**MATERIAL PROVIDED:**
════════

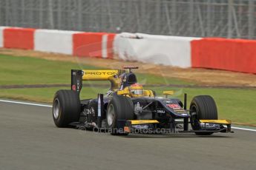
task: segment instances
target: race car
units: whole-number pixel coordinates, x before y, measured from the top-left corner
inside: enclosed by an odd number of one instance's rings
[[[56,92],[53,118],[57,127],[104,130],[111,135],[129,133],[194,132],[210,135],[214,132],[232,132],[231,120],[218,120],[216,103],[209,95],[192,99],[187,109],[184,101],[171,97],[173,91],[158,96],[137,82],[132,69],[72,69],[71,89]],[[96,94],[95,98],[80,100],[83,81],[109,81],[110,89]],[[86,93],[86,92],[85,92]]]

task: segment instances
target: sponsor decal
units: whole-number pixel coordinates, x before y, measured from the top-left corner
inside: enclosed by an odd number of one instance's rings
[[[166,106],[171,108],[174,110],[182,110],[182,108],[179,104],[166,104]]]
[[[76,91],[76,85],[72,85],[72,90]]]
[[[157,113],[165,113],[165,110],[157,110]]]
[[[115,75],[116,72],[85,72],[84,75]]]

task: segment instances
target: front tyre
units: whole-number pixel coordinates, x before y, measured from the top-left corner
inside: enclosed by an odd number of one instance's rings
[[[194,97],[190,104],[190,122],[193,130],[200,130],[200,120],[217,120],[217,110],[214,100],[209,95]],[[210,135],[213,132],[195,132],[198,135]]]
[[[108,105],[106,119],[107,125],[111,130],[111,135],[128,135],[119,132],[117,120],[134,119],[134,104],[131,98],[122,95],[114,95]]]
[[[68,127],[78,121],[81,112],[79,95],[73,90],[61,89],[56,92],[53,103],[53,118],[57,127]]]

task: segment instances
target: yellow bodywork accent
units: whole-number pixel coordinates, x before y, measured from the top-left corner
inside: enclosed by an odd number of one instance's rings
[[[163,95],[172,95],[174,94],[174,91],[173,90],[171,90],[171,91],[163,91]]]
[[[83,81],[109,81],[111,83],[112,90],[119,88],[120,78],[118,76],[125,72],[122,69],[83,69],[82,71]]]
[[[217,123],[217,124],[231,124],[230,120],[200,120],[201,123]]]
[[[128,87],[125,87],[123,90],[117,91],[117,95],[125,95],[127,97],[131,98],[131,93],[130,93]],[[143,90],[143,95],[138,96],[138,98],[140,98],[140,97],[154,97],[154,93],[153,93],[152,90],[144,89]]]
[[[152,90],[144,90],[143,92],[143,95],[144,96],[148,96],[148,97],[154,97],[154,93],[153,93],[153,91]]]
[[[128,121],[130,121],[132,125],[159,123],[157,120],[131,120]]]
[[[108,81],[111,76],[119,75],[119,69],[84,69],[83,81]]]

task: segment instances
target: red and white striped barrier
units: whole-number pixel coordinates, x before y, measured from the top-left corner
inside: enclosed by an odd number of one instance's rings
[[[0,47],[113,58],[116,34],[0,27]]]
[[[256,73],[256,41],[0,27],[0,47]]]

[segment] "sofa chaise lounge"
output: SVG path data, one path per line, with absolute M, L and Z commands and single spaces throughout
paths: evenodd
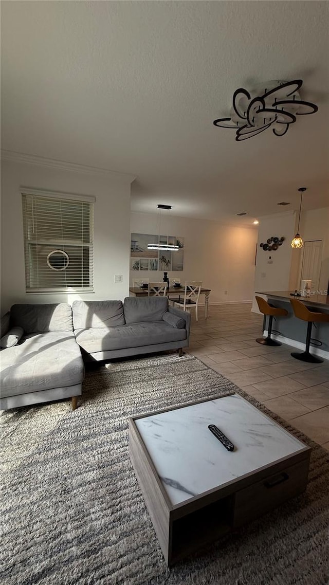
M 4 410 L 64 398 L 72 398 L 74 410 L 82 393 L 84 359 L 167 349 L 181 355 L 189 345 L 190 314 L 169 307 L 166 297 L 76 301 L 73 307 L 17 304 L 8 316 L 0 352 Z M 18 330 L 21 339 L 10 346 Z

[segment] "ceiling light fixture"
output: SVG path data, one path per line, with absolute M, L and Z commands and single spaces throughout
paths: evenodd
M 172 209 L 171 205 L 164 205 L 162 204 L 159 204 L 157 206 L 159 212 L 159 240 L 157 244 L 148 244 L 148 250 L 162 250 L 166 252 L 178 252 L 179 250 L 179 246 L 176 244 L 169 244 L 167 242 L 166 243 L 160 243 L 160 236 L 161 235 L 160 232 L 160 225 L 161 225 L 161 210 L 162 209 L 167 209 L 169 211 Z
M 250 92 L 243 88 L 233 94 L 231 118 L 214 121 L 215 126 L 234 128 L 238 142 L 251 138 L 272 127 L 276 136 L 283 136 L 296 116 L 314 113 L 318 108 L 300 99 L 300 79 L 293 81 L 266 81 Z
M 306 187 L 301 187 L 298 190 L 300 192 L 300 205 L 299 206 L 299 215 L 298 216 L 298 228 L 297 228 L 297 233 L 296 236 L 294 236 L 292 241 L 292 248 L 301 248 L 303 246 L 303 240 L 301 239 L 300 236 L 299 235 L 299 222 L 300 221 L 300 211 L 301 209 L 301 199 L 303 199 L 303 193 L 304 191 L 306 191 Z

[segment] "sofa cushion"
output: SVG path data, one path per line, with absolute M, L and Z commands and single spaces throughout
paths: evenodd
M 0 353 L 3 397 L 71 386 L 82 382 L 84 369 L 73 332 L 35 333 Z
M 18 343 L 20 338 L 24 335 L 24 329 L 22 327 L 12 327 L 5 335 L 0 339 L 1 347 L 12 347 Z
M 72 310 L 75 329 L 125 325 L 121 301 L 74 301 Z
M 88 353 L 112 349 L 138 347 L 186 339 L 186 330 L 179 329 L 164 321 L 134 323 L 121 327 L 76 331 L 77 341 Z
M 13 305 L 12 325 L 19 325 L 26 335 L 46 331 L 73 331 L 72 309 L 66 302 L 51 305 Z
M 127 324 L 161 321 L 167 309 L 166 297 L 126 297 L 124 302 Z

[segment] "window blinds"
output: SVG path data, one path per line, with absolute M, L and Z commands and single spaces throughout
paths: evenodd
M 22 203 L 26 292 L 92 291 L 92 204 L 28 193 Z

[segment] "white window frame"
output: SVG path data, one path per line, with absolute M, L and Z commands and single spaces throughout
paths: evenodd
M 22 212 L 23 212 L 23 226 L 24 235 L 24 260 L 25 267 L 25 290 L 28 294 L 36 292 L 39 293 L 67 293 L 67 292 L 94 292 L 94 203 L 95 198 L 90 195 L 77 195 L 76 194 L 61 193 L 57 191 L 49 191 L 46 190 L 30 189 L 26 187 L 20 188 L 22 198 Z M 32 195 L 40 199 L 44 198 L 47 201 L 50 200 L 63 200 L 63 201 L 71 201 L 74 202 L 81 202 L 84 204 L 89 204 L 89 242 L 77 240 L 74 238 L 70 239 L 66 238 L 63 241 L 61 238 L 50 238 L 46 240 L 35 239 L 35 238 L 29 238 L 28 237 L 28 218 L 24 202 L 25 196 Z M 81 247 L 89 248 L 89 285 L 88 286 L 67 286 L 59 287 L 56 285 L 50 285 L 47 287 L 40 286 L 35 287 L 31 285 L 32 271 L 29 260 L 29 249 L 31 244 L 44 244 L 49 245 L 51 244 L 53 246 L 53 250 L 61 250 L 65 247 L 65 245 L 74 245 Z M 48 264 L 49 266 L 49 264 Z M 68 267 L 68 266 L 67 267 Z M 51 270 L 49 267 L 49 270 Z M 65 271 L 65 270 L 61 271 Z

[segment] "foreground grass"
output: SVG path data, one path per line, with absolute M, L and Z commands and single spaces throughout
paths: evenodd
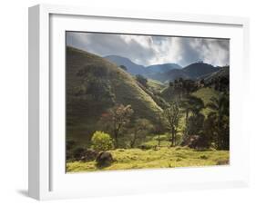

════════

**SET EXERCISE:** How many lines in the rows above contain the string "target"? Reply with the number only.

**TASK RESULT:** 5